━━━━━ Trecho do documento ━━━━━

Ser — Que conselho você daria paraqueles que, por algum motivo, são julgados como "incapazes" de alcançar suas metas?

Enã — Não desistam de seus objetivos, levantem a cabeça, lutem, corram atrás de seus sonhos. Haverá dificuldades, mas elas não os tornam incapazes. "Pedras no caminho, guardo todas, um dia vou construir um castelo." (Fernando Pessoa).

Família unida na luta contra a discriminação do TEA

A difícil experiência de ter visto dois dos três filhos sofrerem bullying por serem autistas motivou a mãe de Enã, Érica Rezende, a criar, em 2017, um programa de inclusão
social denominado Autismo na escola, com a colaboração de seu marido, Célio Luciano Barbieri, e toda a família. Segundo ela, a exclusão de pessoas autistas na sociedade está relacionada à falta de informação.

"O autismo é um assunto complexo para a maioria das pessoas, por isso é preciso informá-las. É importante que as crianças e jovens entendam o comportamento de uma
pessoa autista e aprendam a respeitá-la”, afirma a psicóloga.

O programa já passou por mais de 50 escolas em Cuiabá, Rondonópolis, Primavera do Leste, no estado do Mato Grosso; e Itiquira, Goiânia; e Mineiros, em Goiás, além de
empresas e hospitais mato-grossenses, com resultados muito positivos, segundo Érica. Cartilhas, vídeos e slides sobre o autismo estão disponíveis no site do programa
www.projetoautismonaescola.com.br.

Depoimento de Érica, mãe de enã e criadora do projeto de inclusão social autismo a escola

"Quando Enã nasceu, eu já cursava Psicologia e, desde cedo, percebi algo que
considerei "diferente" no desenvolvimento dele; aprendia rapidamente tudo que era
ensinado, coisas bem complexas para a idade dele e eu ficava encantada. Ainda
quando criança, apresentou interesse pelo desenho.

Desde cedo, ele tinha hiperfoco. Em relação à aquisição da linguagem, desenvolveu ecolalia, uma forma de afasia em que a pessoa repete mecanicamente palavras ou frases que ouve. Teve também dificuldade de articular determinadas palavras. Por isso, fez tratamento com fonoaudióloga por alguns anos. Som e luz em excesso sempre o incomodaram.

Aos dois anos e meio recebemos o primeiro diagnóstico, de psicose infantil. Porém, após o nascimento da irmã, que aos dois anos foi diagnosticada com autismo, retomamos a questão do diagnóstico em relação ao Enã. E, hoje, é de Transtorno do
Espectro Autista Leve (anteriormente denominado de Síndrome de Aspeger).

━━━━━

Tarefa 1
Responda às perguntas a seguir com base no texto sobre o programa Autismo na escola.
(a) Em que ano Érica Rezende criou o programa de inclusão social?
(b) Por quantas escolas o programa já passou?
(c) Qual foi o primeiro diagnóstico recebido por Enã, e com que idade?
Tarefa 2
Reproduza com fidelidade todo o trecho do texto sobre o programa Autismo na escola que vai de "O programa já" até "www.projetoautismonaescola.com.br.".
Tarefa 3
Dê prosseguimento ao texto sobre o programa Autismo na escola a partir da última frase apresentada.

━━━━━ Material extraído ━━━━━

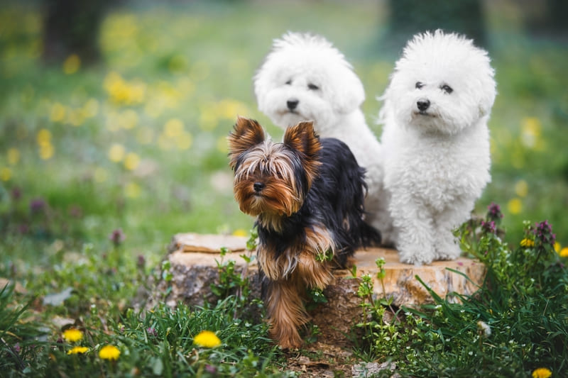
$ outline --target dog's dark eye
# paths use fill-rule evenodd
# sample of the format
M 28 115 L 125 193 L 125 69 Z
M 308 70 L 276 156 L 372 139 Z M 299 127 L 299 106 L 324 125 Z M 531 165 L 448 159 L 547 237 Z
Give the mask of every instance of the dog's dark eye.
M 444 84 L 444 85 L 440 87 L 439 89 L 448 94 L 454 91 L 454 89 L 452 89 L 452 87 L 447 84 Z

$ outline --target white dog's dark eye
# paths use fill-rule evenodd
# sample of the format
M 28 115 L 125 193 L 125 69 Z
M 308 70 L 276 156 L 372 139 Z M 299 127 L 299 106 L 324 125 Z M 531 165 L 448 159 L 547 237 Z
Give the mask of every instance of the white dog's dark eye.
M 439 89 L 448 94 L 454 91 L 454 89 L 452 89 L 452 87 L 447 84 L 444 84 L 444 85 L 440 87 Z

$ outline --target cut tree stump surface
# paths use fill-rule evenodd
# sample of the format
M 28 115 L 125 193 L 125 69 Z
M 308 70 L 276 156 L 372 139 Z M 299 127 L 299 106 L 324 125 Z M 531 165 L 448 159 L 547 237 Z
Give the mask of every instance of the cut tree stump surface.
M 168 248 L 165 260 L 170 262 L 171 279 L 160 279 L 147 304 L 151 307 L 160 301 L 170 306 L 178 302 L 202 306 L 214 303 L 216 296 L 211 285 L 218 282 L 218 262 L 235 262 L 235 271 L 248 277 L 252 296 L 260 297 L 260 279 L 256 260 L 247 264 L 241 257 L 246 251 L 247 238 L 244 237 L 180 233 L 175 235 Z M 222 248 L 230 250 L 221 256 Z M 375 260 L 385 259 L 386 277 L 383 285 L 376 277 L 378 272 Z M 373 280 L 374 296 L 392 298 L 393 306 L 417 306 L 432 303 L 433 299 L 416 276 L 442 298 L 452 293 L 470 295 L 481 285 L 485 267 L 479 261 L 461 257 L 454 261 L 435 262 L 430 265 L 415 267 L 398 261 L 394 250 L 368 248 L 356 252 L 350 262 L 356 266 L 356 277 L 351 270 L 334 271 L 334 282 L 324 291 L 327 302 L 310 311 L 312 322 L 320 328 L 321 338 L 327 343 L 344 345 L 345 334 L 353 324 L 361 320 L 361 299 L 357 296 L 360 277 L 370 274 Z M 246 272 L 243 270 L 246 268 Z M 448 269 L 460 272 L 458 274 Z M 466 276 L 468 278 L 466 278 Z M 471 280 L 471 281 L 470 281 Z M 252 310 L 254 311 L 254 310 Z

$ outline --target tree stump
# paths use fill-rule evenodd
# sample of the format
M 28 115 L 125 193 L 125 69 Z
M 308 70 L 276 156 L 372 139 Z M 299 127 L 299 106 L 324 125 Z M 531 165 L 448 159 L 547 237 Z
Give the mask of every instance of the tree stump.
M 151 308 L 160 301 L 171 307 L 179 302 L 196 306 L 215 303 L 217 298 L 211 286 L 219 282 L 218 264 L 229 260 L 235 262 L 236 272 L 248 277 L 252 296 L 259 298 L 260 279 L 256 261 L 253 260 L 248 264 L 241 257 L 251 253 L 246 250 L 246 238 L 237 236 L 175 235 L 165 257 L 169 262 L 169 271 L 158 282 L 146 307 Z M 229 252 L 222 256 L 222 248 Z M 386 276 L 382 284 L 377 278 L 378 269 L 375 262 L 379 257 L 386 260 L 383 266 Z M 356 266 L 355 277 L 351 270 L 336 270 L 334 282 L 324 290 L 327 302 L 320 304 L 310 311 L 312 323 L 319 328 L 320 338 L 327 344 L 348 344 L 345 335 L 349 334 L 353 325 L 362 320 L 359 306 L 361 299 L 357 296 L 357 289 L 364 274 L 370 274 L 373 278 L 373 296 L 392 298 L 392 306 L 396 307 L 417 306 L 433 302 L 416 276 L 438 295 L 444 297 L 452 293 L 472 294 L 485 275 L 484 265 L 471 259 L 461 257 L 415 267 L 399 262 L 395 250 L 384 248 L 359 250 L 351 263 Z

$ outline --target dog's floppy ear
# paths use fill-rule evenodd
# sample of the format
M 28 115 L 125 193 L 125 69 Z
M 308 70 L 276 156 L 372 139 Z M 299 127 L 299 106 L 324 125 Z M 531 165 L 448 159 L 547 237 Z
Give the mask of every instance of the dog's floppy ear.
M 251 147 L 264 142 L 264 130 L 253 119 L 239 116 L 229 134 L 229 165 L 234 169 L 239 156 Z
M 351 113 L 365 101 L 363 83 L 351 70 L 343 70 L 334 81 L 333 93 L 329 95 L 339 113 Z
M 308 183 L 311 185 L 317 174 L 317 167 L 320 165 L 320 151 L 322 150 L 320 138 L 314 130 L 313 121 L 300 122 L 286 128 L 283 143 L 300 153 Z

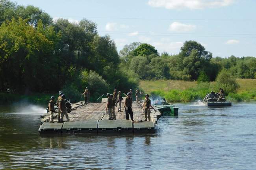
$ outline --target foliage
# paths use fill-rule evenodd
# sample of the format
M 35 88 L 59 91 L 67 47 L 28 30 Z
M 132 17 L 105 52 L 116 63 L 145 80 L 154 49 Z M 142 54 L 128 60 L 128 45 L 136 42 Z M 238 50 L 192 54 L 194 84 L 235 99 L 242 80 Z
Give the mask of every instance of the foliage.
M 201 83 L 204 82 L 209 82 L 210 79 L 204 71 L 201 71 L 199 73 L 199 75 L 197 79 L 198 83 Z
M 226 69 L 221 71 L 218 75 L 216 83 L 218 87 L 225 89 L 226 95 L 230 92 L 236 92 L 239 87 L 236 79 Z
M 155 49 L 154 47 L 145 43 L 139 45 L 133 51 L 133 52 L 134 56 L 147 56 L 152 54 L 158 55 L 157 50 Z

━━━━━

Resposta 1
(a) Em 2017.
(b) Por mais de 50 escolas.
(c) Psicose infantil, aos dois anos e meio.

Resposta 2
O programa já passou por mais de 50 escolas em Cuiabá, Rondonópolis, Primavera do Leste, no estado do Mato Grosso; e Itiquira, Goiânia; e Mineiros, em Goiás, além de
empresas e hospitais mato-grossenses, com resultados muito positivos, segundo Érica. Cartilhas, vídeos e slides sobre o autismo estão disponíveis no site do programa
www.projetoautismonaescola.com.br.

Resposta 3
Durante o período de alfabetização, Enã não conseguia compreender de maneira alguma a metodologia que estava sendo aplicada, embora seja extremamente eficaz. Uma professora me disse que ele não seria alfabetizado. Fiquei intrigada com essa fala e mudei-o de escola. Observei que com a mudança de metodologia, passando para uma mais tradicional, mais centrada no professor, ele rapidamente evoluiu na leitura e na escrita, tornando-se um apaixonado por livros. E, assim, seguiu normalmente sem ser reprovado em nenhuma série.

Eña tinha poucos amigos, mais especificamente um por ano, embora tivesse um ótimo relacionamento com os demais colegas. Nunca esboçou agressividade com qualquer pessoa, mesmo quando a situação o incomodava bastante. Nesse caso, sofria internamente. Conversávamos muito sobre todos os assuntos e sempre digo que ele me estimulava.

Quando algo lhe interessava, ele falava sem parar e isso, muitas vezes, causou desconforto em outras pessoas. Situações como corrigir erros de professores em sala de aula nem sempre foram bem recebidas, embora ele o fizesse no intuito de  ajudar. Para entender piadas e palavras de duplo sentido foram anos de treinos. Essas coisas o deixavam muito desconfortável, mas atualmente ele mesmo ri desse período.

Ao vê-lo se formar como médico, fiquei muito emocionada. Passa um filme de toda história que vivemos e superamos em relação ao preconceito, mas confesso que veio junto a preocupação da inserção dele no mercado de trabalho e como será recebido. São etapas a serem superadas uma a uma. Nosso país tem muito que evoluir ainda no que tange à inclusão. Sonho com o dia em que seremos avaliados por nossas habilidades ao invés de "julgados" por nossas diferenças.